(Dataset entries)
▽

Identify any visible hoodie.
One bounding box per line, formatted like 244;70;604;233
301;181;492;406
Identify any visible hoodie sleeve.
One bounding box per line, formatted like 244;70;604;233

△

- **What you are asked to do**
Each entry above should be restated exactly as supplied.

- **Response**
Identify any visible hoodie.
One bounding box per line, formatted like 244;70;604;233
301;181;492;406
Identify any visible hoodie sleeve.
One bounding box per line, formatted like 244;70;604;233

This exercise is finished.